Problem requirements
For the word "bird", report how many lines of the records below contain it, and nothing more.

Saved data entries
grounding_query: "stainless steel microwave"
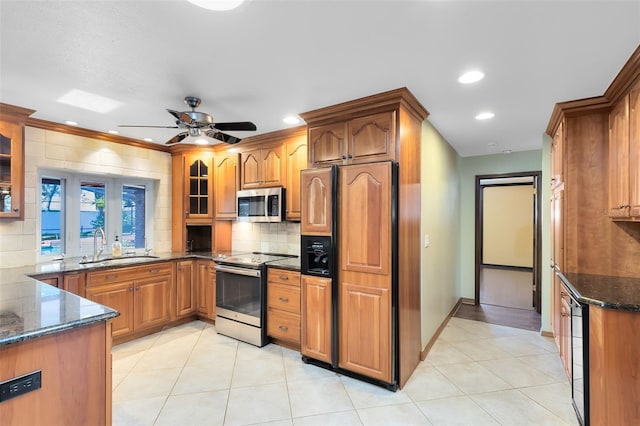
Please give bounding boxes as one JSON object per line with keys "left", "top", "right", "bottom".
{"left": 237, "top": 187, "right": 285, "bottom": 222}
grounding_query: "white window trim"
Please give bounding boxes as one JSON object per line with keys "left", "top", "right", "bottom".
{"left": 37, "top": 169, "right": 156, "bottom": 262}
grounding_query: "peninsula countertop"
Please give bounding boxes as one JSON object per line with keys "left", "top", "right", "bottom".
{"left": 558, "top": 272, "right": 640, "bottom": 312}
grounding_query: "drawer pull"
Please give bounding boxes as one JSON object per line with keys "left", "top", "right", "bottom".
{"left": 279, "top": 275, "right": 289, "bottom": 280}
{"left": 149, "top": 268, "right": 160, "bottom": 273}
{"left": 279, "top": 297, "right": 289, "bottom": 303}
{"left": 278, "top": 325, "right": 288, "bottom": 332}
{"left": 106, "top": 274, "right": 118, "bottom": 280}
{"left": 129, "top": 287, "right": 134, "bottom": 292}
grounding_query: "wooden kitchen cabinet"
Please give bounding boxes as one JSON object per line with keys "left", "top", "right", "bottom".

* * *

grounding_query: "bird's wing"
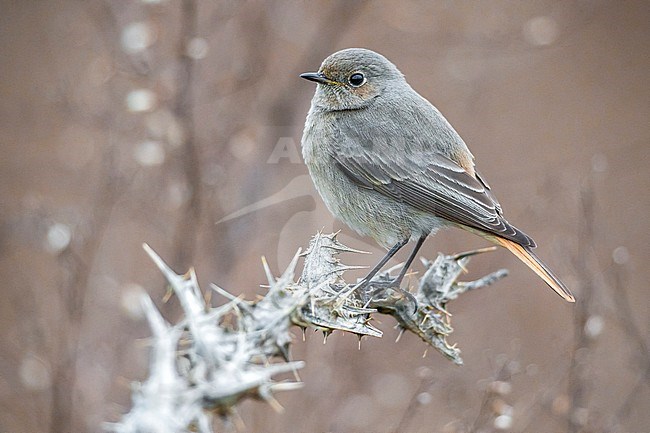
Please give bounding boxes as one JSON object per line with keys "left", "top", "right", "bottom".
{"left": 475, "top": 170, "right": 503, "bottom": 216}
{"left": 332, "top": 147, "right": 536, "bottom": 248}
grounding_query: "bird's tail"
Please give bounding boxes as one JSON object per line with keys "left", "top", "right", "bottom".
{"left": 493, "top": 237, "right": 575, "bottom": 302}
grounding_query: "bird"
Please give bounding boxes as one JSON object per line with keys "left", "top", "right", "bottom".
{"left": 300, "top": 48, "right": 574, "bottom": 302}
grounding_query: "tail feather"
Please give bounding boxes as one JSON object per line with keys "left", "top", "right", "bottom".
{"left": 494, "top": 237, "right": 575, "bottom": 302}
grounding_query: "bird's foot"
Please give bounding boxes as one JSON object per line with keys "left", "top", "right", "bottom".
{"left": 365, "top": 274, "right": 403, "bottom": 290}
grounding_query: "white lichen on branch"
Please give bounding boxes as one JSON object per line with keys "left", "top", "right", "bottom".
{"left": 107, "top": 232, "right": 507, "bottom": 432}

Answer space
4